Le vendredi 15 janvier, à 18 heures, le Ministre Secrétaire général de la Présidence, Mohamed Alhousseyni Touré, a rendu publique sur les ondes de l’ORTM la composition du nouveau gouvernement, dirigé régulièrement par Modibo Keïta.
A la surprise générale, cet attelage de 32 membres ne correspond pas à l’attente des Maliens, qui patientaient depuis fort longtemps. Ils ne comprennent pas ce bricolage, consistant à faire du neuf avec du vieux.
Pire, les deux ministres les plus visibles, les plus actifs, en l’occurrence Mamadou Igor Diarra et Bocari Treta, ont été remerciés, sans raisons apparemment pertinentes.
IBK, seul maitre à bord, les a limogés dans un contexte équivoque, où tous les deux sont accusés de vouloir conquérir la Primature et de distiller, par médias interposés, des informations compromettantes pour le Chef du gouvernement. Des incriminations qu’ils ont réfutées.
En volant au secours de son bien-aimé grand frère, IBK est allé très loin, en congédiant les deux meilleurs ministres du gouvernement, deux symboles très forts de l’équipe sortante.

**Questions de lecture:**
**A.** Ces affirmations sont-elles conformes à l'article sur le nouveau gouvernement ? Répondez par oui ou non pour chacune, en citant les mots du texte qui tranchent : (i) Le nouveau gouvernement compte 32 membres. (ii) C'est Modibo Keïta qui a annoncé la composition du gouvernement à l'ORTM. (iii) Mamadou Igor Diarra et Bocari Treta ont reconnu les accusations portées contre eux.
**B.** Prolongez l'article sur le nouveau gouvernement à partir de sa dernière phrase.
Ce listing vient d'une autre source que l'article sur le nouveau gouvernement.

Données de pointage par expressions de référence

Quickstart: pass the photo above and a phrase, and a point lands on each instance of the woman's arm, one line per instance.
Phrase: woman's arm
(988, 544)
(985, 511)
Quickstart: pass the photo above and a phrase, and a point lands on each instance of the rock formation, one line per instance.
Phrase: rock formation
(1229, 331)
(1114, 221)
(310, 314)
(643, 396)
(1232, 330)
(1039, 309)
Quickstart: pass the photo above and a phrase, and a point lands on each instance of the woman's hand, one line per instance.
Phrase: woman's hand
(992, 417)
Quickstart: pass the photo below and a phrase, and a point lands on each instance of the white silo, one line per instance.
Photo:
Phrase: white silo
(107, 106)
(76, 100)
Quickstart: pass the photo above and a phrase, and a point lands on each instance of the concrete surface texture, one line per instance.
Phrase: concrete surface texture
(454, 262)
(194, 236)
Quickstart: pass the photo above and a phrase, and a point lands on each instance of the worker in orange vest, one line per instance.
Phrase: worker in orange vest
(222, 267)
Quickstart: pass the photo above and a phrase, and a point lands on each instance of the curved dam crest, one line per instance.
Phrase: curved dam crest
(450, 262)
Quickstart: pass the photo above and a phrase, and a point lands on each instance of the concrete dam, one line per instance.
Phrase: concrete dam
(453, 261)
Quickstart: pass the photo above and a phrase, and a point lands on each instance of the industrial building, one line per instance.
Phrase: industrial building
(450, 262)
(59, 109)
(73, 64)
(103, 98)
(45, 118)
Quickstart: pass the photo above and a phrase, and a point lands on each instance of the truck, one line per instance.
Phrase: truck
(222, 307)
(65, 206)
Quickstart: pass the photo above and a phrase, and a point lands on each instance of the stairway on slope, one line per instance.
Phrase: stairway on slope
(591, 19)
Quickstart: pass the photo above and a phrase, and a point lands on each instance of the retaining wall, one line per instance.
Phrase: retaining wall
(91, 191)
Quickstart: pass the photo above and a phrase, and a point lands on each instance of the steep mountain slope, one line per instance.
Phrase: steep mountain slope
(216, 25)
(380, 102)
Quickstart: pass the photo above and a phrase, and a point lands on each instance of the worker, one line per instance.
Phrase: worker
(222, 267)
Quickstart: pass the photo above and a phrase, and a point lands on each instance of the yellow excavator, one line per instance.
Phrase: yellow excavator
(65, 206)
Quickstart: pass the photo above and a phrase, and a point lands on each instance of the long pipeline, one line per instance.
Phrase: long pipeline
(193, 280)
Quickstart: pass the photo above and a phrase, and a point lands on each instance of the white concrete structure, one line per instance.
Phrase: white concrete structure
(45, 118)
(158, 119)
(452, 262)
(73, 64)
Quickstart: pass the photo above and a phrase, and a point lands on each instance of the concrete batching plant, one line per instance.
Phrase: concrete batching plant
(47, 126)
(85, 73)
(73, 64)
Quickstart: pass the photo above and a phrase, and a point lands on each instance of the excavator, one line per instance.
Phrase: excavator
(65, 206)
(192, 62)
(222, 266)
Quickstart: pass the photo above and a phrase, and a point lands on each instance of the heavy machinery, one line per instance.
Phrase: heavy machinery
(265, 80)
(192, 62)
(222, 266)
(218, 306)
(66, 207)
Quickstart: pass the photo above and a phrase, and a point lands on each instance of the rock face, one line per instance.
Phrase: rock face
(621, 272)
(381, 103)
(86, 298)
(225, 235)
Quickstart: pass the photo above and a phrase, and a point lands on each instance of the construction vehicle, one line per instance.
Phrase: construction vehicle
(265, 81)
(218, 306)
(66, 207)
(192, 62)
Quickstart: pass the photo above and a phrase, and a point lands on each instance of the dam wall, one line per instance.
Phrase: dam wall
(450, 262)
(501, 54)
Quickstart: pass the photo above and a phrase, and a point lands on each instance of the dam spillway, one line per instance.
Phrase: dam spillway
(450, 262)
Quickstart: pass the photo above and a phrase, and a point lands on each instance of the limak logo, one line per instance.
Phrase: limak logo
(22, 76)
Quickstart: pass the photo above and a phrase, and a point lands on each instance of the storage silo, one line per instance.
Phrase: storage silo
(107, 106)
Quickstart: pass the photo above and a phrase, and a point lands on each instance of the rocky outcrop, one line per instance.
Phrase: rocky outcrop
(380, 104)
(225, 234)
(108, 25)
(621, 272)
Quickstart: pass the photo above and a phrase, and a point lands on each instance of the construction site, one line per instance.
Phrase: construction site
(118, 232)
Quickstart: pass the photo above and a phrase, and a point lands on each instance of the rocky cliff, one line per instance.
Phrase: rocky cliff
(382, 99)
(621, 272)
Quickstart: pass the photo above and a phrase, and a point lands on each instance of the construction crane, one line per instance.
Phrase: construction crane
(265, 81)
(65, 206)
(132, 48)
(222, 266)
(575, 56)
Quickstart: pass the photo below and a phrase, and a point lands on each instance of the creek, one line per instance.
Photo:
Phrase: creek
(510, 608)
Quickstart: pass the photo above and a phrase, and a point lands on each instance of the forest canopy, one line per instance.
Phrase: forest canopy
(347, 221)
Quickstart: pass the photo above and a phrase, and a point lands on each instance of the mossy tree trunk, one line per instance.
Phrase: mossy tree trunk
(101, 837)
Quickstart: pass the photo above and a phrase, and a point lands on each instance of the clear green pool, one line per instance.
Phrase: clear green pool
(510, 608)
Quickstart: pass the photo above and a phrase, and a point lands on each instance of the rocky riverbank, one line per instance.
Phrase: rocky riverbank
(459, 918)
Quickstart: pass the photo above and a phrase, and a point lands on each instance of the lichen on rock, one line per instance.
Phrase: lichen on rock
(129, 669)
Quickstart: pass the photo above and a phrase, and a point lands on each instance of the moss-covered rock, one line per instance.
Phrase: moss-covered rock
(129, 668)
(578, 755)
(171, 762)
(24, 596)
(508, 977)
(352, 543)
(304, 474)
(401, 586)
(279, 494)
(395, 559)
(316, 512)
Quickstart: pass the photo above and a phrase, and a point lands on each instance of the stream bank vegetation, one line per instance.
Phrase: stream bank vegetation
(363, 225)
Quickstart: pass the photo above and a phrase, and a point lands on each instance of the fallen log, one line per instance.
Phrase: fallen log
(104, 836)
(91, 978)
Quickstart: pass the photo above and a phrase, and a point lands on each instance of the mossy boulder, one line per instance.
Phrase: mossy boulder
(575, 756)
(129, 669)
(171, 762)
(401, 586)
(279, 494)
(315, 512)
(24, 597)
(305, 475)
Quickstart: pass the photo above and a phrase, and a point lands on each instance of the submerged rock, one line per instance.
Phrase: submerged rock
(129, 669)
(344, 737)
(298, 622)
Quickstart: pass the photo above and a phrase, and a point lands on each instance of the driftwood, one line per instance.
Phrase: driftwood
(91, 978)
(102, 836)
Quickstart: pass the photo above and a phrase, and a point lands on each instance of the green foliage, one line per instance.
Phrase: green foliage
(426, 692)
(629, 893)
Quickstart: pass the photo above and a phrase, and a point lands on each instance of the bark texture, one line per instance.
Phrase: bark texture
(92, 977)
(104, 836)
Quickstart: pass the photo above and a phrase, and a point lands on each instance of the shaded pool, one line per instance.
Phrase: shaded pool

**Réponses proposées:**
**A.**
(i) Oui : « cet attelage de 32 membres ».
(ii) Non : « le Ministre Secrétaire général de la Présidence, Mohamed Alhousseyni Touré, a rendu publique sur les ondes de l’ORTM la composition du nouveau gouvernement ».
(iii) Non : « Des incriminations qu’ils ont réfutées. »

**B.**
Mamadou Igor Diarra, désormais ex-ministre de l’Economie et des Finances, symbolise le travail bien fait, la rigueur, le courage, l’abnégation. Son engagement et sa détermination à servir le pays, en redorant son blason auprès des bailleurs de fonds, après ce que certains appellent les scandales de l’avion présidentiel et des armements militaires, ont permis l’embellie économique dont a parlé largement IBK dans son discours à la Nation du Nouvel an.
Igor était devenu une référence pour des jeunes en quête de repères. IBK lui-même ne manquait pas une occasion d’encenser son brillant ancien ministre des Finances. Qu’est ce qui s’est passé pour que, dans un si court laps de temps, intervienne un divorce violent entre les deux hommes? A-t-il détourné des fonds? On est à mille lieues de le croire?
Apparemment, pour faire plaisir à Modibo Keita, IBK a sacrifié un travailleur. Par cette méthode, il interdit à ses ministres d’avoir des ambitions. Or, tout ministre qui n’est pas capable de diriger un jour ou l’autre un gouvernement ne mérite pas, de notre point de vue, sa place.
Il faut une saine émulation pour faire avancer les choses et répondre aux préoccupations du pays. Malheureusement, ceux qui travaillent bien, qui mouillent le maillot, qui prennent des coups, y compris au sein du gouvernement, en raison de leur rigueur, sont limogés. Alors, comment retrouver des repères? A qui se fier?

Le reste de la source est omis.